* DATA PROVIDED:
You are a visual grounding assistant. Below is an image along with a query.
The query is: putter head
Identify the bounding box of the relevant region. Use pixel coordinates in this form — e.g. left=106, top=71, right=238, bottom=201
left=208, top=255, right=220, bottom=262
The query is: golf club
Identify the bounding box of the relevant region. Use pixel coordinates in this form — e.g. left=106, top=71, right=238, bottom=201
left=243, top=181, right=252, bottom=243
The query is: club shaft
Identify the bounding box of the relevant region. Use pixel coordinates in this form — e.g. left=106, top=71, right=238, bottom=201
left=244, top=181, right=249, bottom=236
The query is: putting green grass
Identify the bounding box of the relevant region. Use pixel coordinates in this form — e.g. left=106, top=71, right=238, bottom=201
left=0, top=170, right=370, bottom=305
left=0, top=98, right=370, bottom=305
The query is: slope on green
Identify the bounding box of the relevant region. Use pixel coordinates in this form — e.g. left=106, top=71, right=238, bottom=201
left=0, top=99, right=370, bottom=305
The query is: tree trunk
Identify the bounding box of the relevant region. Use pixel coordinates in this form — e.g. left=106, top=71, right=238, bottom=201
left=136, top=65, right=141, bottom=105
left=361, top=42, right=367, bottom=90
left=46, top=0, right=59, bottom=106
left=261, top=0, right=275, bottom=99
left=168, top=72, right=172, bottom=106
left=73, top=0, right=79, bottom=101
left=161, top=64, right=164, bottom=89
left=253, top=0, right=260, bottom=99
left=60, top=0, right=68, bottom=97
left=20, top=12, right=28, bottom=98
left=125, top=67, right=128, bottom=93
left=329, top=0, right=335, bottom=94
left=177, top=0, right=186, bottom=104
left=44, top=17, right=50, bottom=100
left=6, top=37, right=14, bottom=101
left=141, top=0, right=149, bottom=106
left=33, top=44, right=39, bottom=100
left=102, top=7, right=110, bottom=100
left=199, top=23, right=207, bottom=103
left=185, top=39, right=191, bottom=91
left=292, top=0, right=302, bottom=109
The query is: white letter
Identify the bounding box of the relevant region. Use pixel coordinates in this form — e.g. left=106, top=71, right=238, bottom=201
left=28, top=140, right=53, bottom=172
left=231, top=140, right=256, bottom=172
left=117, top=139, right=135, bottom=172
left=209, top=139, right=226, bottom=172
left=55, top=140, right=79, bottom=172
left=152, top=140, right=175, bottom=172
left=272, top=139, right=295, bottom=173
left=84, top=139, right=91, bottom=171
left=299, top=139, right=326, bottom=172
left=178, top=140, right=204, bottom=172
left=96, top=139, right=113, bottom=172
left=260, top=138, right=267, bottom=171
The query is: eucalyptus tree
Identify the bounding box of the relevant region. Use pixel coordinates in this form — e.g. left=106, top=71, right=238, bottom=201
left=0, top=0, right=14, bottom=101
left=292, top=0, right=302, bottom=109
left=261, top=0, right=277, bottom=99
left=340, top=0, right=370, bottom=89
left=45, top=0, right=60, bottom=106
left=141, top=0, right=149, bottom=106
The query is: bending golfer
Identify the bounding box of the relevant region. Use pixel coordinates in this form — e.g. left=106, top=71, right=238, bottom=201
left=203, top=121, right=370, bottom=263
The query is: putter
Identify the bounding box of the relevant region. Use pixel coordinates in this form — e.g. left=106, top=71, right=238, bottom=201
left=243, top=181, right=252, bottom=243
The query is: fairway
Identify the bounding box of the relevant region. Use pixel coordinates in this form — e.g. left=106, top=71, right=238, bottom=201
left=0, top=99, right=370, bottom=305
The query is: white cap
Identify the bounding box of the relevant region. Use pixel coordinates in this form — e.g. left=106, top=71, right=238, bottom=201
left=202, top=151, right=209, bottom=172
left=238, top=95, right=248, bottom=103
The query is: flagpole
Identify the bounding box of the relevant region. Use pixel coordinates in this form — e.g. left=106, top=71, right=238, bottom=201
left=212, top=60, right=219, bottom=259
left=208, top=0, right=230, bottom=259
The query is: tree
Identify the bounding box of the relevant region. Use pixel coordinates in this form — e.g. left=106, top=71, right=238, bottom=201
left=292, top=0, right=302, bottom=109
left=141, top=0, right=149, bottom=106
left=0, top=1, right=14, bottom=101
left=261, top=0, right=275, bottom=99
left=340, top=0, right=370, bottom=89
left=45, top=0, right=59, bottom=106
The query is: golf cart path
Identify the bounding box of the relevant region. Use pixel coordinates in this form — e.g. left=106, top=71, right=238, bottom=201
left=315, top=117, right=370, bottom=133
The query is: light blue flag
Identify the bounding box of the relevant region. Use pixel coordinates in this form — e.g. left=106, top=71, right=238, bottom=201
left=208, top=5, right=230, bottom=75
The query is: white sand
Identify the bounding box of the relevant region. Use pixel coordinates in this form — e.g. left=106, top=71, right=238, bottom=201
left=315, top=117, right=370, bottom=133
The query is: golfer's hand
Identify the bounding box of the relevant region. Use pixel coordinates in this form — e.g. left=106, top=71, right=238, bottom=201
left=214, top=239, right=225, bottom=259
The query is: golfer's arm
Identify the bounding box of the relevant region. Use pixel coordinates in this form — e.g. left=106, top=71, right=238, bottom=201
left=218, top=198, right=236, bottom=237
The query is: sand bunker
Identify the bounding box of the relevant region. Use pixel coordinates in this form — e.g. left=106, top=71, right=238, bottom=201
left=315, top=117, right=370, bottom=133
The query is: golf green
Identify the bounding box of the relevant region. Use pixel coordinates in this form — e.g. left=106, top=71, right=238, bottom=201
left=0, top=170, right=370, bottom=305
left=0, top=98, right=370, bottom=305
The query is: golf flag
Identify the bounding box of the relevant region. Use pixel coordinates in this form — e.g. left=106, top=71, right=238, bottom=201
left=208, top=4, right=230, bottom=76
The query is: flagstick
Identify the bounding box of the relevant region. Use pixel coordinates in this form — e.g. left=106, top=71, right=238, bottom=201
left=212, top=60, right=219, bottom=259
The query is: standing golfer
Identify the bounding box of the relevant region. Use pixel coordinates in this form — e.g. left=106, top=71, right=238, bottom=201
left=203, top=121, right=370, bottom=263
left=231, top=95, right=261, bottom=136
...
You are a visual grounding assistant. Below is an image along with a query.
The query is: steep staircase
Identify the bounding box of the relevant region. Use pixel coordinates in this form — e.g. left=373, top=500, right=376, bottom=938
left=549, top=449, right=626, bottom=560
--
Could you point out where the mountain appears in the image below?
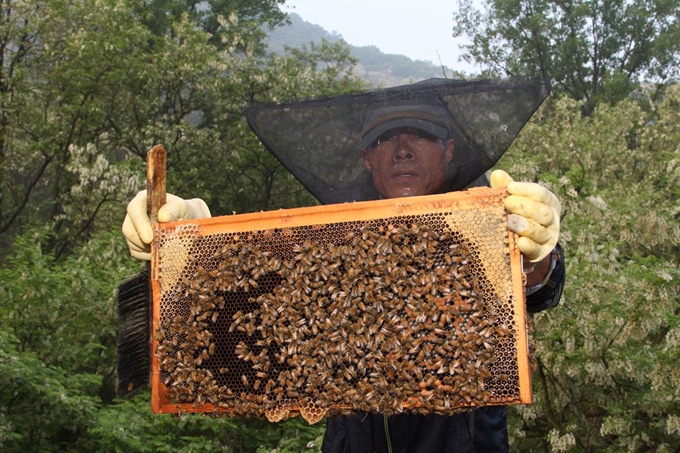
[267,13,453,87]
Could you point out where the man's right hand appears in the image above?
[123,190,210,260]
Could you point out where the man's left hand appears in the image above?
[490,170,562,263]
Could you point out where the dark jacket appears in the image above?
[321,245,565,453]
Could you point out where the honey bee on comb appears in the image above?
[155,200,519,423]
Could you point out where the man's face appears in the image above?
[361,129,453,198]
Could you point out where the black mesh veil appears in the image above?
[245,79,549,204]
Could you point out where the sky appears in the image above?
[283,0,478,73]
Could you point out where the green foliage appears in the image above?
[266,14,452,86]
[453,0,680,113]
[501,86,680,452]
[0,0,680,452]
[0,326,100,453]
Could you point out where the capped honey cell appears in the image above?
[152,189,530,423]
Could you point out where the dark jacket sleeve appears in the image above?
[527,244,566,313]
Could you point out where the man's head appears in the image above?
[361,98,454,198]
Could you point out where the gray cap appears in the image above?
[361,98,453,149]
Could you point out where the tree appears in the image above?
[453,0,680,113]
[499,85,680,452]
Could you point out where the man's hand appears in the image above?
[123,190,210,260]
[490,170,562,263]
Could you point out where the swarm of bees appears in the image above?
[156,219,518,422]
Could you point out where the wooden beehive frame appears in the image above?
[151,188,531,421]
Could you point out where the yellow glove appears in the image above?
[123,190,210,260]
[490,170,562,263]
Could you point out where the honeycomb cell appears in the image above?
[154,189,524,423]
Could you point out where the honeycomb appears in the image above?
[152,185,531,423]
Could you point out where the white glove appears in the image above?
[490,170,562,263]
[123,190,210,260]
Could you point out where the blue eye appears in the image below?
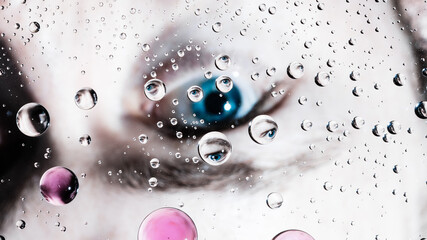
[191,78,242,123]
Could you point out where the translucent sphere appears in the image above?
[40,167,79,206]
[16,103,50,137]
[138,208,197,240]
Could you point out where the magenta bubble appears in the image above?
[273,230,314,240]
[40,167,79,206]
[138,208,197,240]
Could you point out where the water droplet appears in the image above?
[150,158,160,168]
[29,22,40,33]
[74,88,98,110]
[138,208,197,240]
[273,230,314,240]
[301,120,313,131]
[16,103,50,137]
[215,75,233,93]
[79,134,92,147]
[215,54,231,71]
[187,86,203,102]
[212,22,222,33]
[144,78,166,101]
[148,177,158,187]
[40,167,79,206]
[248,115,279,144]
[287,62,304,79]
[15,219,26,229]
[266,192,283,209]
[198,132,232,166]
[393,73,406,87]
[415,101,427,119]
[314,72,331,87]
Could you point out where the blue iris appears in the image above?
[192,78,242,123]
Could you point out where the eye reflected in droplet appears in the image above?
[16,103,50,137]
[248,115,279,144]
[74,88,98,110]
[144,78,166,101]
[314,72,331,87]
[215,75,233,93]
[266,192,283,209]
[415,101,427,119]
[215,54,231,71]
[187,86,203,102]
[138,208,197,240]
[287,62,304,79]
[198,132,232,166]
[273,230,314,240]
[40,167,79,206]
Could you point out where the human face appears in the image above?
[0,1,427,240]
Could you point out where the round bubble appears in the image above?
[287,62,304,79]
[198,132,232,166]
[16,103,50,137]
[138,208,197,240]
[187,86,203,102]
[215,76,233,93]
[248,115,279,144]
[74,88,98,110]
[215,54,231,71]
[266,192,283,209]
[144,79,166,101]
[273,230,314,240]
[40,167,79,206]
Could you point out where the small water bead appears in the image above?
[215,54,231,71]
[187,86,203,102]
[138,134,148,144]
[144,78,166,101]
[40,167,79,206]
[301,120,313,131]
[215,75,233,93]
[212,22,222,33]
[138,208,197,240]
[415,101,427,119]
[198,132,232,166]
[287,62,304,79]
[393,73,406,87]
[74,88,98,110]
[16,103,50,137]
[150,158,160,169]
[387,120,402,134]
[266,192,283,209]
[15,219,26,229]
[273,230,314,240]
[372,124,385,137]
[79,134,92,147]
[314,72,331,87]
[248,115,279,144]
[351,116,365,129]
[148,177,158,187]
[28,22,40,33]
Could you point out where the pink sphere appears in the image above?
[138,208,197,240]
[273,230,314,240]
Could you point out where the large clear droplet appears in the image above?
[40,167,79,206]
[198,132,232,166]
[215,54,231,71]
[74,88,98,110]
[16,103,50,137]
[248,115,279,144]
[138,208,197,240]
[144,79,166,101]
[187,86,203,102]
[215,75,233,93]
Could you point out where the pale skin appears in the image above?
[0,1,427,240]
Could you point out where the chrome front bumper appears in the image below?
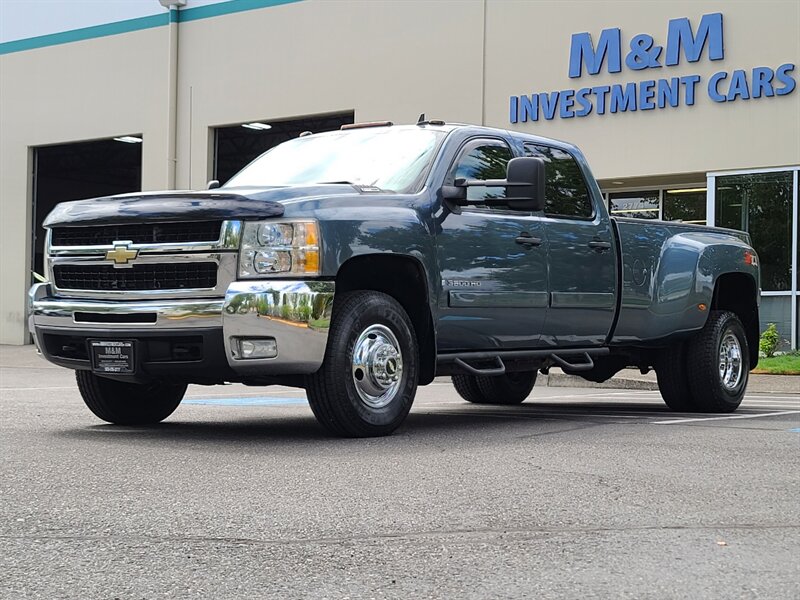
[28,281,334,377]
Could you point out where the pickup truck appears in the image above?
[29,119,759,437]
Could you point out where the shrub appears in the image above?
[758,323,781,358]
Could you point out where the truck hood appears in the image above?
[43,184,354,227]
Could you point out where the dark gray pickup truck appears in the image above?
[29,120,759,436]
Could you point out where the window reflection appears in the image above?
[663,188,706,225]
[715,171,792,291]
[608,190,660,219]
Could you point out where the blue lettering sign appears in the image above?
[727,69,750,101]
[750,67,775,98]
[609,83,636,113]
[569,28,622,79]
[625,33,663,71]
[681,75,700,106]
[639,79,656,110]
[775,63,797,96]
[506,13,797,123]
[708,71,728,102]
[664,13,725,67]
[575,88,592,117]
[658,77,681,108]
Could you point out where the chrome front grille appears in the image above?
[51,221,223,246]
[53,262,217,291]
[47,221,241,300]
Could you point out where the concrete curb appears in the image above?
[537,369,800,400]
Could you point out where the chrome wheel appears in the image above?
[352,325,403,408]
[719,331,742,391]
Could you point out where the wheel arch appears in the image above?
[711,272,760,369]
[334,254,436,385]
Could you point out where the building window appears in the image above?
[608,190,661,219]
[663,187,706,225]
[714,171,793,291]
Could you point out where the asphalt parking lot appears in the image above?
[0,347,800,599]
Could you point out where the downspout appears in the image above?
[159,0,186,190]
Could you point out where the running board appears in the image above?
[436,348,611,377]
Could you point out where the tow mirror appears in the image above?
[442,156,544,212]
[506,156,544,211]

* WHAT THE EXERCISE ASKS: Report every line of the entries above that contains the word "blue", copying each such line in full. Case counts, so match only that exact capitalization.

* WRITTEN REPLY:
The query is: light blue flag
Could you point out where the blue eye appears in the image below?
Could you point out where the blue iris appears in the image above?
Could you point out where the blue lettering sign appears in the image above?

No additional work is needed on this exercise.